→ **Aim of the exercise**
Below are records with pictures in them. Output exactly the lines from the one with "One point goes on each instance of the blue" through the one with "One point goes on each instance of the young", both included, and leave every picture out; give only those lines.

→ **Supplied material**

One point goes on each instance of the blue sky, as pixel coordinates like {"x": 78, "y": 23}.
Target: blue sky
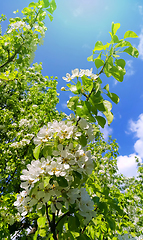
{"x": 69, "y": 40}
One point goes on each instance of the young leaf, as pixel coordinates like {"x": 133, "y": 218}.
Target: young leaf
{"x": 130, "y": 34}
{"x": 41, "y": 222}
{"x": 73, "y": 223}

...

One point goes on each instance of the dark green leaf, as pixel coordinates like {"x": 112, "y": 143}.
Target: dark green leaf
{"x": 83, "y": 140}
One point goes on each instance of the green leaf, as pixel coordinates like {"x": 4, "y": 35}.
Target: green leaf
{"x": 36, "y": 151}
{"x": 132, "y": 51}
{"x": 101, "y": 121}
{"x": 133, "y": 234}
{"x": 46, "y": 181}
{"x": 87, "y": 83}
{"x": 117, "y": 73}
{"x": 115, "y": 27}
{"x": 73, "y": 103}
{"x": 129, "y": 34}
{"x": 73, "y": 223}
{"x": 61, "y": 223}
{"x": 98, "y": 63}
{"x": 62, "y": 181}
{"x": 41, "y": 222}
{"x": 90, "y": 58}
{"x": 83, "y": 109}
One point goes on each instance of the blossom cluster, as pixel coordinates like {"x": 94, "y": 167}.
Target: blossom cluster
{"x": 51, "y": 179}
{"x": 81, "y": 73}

---

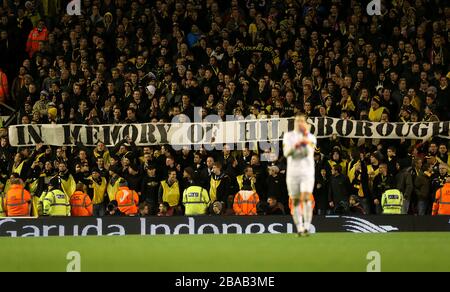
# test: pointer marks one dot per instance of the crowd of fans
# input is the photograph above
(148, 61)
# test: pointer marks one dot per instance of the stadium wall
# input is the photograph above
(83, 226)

→ **Task output**
One point goes on each instance of the blue sky, as pixel coordinates like {"x": 78, "y": 23}.
Target: blue sky
{"x": 69, "y": 40}
One point goes on each instance of the young leaf, as pixel coordinates like {"x": 133, "y": 218}.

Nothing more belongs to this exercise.